- [Data for this exercise]
☆ ☆ ☆

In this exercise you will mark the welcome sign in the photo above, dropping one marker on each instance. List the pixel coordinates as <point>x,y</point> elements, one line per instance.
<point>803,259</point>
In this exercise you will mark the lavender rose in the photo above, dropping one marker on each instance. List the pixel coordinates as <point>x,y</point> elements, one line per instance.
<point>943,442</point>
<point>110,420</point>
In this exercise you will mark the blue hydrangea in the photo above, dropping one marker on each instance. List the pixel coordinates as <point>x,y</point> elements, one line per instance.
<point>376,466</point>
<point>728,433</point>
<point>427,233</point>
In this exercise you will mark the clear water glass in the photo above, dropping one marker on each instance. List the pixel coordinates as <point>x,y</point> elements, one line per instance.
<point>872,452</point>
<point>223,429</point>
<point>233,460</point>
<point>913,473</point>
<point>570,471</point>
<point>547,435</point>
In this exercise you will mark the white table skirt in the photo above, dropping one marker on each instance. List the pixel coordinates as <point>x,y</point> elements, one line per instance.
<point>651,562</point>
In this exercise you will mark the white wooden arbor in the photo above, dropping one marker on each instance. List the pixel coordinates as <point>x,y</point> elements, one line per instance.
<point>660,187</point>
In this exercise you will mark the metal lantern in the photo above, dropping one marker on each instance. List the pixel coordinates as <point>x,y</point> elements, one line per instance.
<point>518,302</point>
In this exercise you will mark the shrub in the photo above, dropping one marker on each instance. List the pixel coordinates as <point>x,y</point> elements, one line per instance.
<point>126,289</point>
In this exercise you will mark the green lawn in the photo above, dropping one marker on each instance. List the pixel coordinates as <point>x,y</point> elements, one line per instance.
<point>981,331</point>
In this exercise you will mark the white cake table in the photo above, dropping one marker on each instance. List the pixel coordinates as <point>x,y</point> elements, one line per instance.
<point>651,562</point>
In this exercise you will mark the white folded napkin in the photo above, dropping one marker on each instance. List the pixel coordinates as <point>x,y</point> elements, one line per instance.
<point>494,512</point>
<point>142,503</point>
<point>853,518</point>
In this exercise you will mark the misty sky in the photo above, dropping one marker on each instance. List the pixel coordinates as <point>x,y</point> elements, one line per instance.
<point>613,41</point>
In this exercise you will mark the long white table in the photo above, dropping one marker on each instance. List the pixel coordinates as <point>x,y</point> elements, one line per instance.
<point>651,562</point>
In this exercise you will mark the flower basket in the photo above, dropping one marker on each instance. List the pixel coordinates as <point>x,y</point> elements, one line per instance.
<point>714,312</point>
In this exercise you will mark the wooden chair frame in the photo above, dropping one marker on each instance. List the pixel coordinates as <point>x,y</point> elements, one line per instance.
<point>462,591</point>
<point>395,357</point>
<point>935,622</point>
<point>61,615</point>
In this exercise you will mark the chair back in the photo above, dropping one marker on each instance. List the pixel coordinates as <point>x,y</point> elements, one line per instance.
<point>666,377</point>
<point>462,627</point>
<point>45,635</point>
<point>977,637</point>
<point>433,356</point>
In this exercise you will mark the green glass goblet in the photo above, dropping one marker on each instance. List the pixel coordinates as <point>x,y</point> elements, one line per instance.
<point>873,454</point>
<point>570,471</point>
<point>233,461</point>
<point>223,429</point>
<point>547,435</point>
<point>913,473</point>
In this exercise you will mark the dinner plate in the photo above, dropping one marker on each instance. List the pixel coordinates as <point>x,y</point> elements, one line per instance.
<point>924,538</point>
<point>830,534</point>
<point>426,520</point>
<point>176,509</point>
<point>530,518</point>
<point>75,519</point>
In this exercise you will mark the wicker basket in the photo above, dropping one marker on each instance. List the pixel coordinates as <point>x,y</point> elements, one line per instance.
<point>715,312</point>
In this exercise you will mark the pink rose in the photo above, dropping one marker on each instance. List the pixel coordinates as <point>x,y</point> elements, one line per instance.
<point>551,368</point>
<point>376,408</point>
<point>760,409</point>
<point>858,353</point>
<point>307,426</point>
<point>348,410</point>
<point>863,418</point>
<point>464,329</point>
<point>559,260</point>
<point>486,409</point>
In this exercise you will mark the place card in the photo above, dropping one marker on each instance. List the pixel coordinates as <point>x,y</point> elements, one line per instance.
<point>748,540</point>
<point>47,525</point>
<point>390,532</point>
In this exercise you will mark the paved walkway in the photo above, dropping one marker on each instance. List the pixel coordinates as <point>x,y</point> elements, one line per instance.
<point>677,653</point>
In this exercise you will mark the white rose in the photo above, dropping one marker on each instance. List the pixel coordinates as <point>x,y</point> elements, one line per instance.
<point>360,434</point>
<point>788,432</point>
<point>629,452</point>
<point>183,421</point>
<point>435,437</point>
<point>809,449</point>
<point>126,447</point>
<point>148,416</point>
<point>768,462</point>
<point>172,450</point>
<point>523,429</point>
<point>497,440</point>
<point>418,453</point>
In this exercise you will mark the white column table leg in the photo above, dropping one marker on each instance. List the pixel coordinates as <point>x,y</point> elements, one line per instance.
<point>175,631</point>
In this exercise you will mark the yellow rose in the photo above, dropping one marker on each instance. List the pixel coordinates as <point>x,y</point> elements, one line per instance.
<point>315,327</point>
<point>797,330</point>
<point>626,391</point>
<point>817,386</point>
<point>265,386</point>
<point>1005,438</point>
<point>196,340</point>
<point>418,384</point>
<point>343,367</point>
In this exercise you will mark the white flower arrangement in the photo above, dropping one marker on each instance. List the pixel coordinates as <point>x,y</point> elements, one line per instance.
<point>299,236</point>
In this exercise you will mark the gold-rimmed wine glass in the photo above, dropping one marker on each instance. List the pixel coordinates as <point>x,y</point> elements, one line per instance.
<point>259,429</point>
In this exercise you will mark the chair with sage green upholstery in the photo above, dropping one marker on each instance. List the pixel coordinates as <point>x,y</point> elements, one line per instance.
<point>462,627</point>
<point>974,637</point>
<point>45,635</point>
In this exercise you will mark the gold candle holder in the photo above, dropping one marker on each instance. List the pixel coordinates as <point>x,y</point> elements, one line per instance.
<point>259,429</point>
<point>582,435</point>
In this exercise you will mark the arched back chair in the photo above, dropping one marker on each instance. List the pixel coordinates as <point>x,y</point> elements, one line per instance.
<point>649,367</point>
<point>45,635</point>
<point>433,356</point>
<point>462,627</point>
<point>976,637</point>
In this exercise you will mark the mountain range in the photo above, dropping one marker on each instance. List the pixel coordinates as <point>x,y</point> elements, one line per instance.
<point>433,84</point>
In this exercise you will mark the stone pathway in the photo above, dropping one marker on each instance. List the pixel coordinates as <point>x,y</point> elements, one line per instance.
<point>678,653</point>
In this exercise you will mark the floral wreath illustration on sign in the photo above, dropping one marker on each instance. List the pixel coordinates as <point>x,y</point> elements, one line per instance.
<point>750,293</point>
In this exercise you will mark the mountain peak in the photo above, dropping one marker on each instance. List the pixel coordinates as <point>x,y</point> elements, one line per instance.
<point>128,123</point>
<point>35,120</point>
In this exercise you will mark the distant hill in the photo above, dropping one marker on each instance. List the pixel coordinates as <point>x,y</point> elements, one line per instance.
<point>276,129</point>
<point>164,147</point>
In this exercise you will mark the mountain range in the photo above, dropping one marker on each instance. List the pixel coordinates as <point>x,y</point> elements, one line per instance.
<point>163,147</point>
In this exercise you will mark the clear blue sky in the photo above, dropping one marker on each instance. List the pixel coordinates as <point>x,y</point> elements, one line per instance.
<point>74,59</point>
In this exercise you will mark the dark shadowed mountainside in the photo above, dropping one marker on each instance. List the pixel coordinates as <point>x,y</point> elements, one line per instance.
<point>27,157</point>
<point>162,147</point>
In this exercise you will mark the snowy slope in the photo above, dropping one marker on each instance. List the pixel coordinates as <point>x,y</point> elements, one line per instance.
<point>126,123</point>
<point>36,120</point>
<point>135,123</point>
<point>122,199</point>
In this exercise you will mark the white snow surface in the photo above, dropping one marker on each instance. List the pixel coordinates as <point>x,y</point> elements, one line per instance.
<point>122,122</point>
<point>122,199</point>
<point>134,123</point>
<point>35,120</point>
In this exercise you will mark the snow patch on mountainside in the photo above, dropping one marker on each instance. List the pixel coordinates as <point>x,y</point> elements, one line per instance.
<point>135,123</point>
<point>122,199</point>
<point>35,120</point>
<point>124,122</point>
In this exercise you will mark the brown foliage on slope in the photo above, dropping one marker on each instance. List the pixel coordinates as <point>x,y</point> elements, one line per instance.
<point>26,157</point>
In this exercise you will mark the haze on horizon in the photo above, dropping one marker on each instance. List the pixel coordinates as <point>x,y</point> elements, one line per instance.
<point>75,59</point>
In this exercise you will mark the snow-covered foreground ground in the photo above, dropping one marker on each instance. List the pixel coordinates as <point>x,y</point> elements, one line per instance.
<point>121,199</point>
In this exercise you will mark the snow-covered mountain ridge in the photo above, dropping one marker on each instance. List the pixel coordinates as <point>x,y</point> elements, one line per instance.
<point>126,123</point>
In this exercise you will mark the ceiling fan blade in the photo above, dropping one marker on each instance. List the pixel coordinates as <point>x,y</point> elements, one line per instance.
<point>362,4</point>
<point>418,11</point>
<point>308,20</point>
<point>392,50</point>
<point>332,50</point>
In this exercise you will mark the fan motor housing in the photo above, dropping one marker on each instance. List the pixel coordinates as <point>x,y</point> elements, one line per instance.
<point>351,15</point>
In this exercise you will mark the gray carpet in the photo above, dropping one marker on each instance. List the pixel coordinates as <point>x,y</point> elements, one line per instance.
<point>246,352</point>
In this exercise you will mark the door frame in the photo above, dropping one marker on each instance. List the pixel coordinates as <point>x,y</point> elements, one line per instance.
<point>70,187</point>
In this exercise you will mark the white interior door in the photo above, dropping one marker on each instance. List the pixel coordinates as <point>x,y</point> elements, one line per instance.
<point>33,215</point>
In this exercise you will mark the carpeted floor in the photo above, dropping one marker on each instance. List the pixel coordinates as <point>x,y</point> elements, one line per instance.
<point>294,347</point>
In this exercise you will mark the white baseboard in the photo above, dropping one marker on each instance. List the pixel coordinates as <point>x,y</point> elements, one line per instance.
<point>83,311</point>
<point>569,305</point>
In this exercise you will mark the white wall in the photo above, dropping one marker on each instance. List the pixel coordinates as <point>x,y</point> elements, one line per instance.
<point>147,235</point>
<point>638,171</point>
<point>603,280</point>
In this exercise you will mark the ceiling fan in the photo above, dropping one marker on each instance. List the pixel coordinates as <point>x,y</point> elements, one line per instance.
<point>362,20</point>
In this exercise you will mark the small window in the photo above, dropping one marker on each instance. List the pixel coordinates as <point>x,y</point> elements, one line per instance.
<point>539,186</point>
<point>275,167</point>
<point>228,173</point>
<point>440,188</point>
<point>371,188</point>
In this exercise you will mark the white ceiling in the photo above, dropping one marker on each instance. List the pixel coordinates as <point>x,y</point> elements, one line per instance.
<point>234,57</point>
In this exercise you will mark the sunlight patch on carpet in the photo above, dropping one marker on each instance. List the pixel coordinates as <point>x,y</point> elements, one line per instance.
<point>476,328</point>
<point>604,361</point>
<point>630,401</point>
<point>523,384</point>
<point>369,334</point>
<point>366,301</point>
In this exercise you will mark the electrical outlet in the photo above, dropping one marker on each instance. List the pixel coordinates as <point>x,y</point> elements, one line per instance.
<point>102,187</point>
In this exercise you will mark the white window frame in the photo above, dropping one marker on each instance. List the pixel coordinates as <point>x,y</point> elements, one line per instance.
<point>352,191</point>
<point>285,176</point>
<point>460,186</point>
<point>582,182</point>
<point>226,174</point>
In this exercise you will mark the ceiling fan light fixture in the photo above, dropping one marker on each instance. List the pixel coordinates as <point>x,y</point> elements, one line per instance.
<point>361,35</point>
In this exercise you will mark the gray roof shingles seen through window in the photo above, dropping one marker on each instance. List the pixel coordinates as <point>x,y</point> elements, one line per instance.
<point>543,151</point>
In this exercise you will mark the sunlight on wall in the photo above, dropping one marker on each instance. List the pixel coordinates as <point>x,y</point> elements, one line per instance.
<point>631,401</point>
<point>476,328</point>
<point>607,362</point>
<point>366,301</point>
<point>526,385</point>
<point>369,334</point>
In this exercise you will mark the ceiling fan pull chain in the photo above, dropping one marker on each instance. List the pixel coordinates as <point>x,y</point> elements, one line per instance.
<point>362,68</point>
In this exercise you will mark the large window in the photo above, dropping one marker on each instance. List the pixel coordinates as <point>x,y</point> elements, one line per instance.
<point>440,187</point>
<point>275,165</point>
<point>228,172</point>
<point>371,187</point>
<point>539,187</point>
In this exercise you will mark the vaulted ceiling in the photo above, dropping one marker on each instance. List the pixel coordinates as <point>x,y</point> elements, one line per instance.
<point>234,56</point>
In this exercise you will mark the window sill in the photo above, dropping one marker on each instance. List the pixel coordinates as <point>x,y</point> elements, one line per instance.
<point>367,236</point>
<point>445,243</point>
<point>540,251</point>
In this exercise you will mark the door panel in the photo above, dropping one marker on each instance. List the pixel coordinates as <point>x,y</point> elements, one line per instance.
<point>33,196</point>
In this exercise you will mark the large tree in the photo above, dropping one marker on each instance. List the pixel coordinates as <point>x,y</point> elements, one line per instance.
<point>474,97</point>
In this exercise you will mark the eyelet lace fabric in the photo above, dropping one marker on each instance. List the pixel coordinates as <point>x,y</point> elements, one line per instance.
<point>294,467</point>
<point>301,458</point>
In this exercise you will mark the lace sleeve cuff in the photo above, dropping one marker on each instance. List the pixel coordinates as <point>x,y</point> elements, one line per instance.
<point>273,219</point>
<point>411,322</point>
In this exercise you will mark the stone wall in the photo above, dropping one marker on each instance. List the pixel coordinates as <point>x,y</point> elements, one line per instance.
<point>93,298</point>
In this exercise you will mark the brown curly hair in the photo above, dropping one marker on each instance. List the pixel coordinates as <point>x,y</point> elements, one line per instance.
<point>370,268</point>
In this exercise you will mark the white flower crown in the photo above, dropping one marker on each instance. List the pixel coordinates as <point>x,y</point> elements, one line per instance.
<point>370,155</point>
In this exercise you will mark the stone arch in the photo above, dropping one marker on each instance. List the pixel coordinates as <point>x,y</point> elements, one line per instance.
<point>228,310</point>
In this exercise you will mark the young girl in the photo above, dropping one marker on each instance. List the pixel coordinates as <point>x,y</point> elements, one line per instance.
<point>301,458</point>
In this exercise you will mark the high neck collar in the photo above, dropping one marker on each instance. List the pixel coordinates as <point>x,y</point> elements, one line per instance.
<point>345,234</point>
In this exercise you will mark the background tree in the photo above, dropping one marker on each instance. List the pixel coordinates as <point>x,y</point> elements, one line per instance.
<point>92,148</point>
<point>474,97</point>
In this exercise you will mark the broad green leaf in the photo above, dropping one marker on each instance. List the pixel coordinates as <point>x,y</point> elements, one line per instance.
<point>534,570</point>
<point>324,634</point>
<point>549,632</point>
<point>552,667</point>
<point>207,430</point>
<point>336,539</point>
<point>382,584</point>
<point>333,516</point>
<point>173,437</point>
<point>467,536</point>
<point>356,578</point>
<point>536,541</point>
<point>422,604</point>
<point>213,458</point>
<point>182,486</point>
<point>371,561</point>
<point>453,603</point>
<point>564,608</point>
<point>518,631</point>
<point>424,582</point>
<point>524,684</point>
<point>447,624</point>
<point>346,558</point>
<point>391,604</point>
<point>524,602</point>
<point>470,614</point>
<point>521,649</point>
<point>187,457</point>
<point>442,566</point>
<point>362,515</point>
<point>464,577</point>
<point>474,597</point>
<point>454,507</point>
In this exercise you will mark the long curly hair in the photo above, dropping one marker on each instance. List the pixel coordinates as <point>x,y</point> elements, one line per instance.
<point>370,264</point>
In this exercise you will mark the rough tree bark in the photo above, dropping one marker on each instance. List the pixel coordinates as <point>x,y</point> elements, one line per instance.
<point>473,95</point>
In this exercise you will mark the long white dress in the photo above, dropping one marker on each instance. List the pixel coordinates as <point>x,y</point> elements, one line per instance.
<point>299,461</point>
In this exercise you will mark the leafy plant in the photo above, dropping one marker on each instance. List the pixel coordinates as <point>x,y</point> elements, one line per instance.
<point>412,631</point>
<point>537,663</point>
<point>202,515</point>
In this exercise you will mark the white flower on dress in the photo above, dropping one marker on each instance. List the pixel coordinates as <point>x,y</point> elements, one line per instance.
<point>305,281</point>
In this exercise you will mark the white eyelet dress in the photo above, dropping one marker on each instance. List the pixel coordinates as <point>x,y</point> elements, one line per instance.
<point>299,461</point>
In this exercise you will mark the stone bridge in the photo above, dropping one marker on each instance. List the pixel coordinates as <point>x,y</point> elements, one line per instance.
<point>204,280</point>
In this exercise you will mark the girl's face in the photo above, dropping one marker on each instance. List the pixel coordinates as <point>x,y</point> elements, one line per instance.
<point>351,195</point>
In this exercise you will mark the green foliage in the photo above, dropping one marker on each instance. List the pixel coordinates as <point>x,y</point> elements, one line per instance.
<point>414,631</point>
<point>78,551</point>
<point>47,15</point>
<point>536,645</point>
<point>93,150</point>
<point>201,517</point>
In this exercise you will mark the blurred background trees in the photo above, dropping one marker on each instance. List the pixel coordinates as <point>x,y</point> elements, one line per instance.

☆ ☆ ☆

- [Problem to solve]
Keep to the lines from the one containing "In this exercise you will mark the rough" to the end of the entries above, and retype them exactly.

- [Expected answer]
In this exercise you will mark the rough tree bark in the photo above, dropping one marker on each instance. List the pixel coordinates as <point>x,y</point> elements, one line per instance.
<point>473,95</point>
In this exercise you will mark the long white dress in the photo above, dropping one marker on each instance. List the pixel coordinates as <point>x,y</point> elements, one line per instance.
<point>299,461</point>
In this exercise you will mark the leafy plant in the photo above, dropping one marker on each instance. List the pixel coordinates as <point>x,y</point> elements, one line per instance.
<point>412,631</point>
<point>537,663</point>
<point>202,515</point>
In this exercise you will mark the white flower on dress in the photo above, dropping one marker on each instance. List the pixel coordinates as <point>x,y</point> elements, one line per instance.
<point>305,281</point>
In this exercise you will mark the white eyelet dress in the photo above, dropping one marker on each instance. List the pixel coordinates as <point>x,y</point> elements, one line per instance.
<point>299,461</point>
In this exercise you will mark the stone bridge in the photo above, dropping one marker on each instance. List the pixel coordinates as <point>x,y</point> elements, one line per instance.
<point>204,280</point>
In this exercise you will mark the girl's face in the photo above, dropping one marker on each instance. List the pixel coordinates as <point>x,y</point> elements, one line per instance.
<point>351,195</point>
In this exercise you will mark the green foliage in the photo above, dropping one marker on each instance. List the pixel coordinates as <point>x,y</point> elements, one line per instance.
<point>414,631</point>
<point>78,551</point>
<point>47,15</point>
<point>536,645</point>
<point>93,150</point>
<point>201,517</point>
In this exercise you will mark the blurred background trees in the photo above, dropping one marker on each instance. List the pixel coordinates as <point>x,y</point> elements, one line per instance.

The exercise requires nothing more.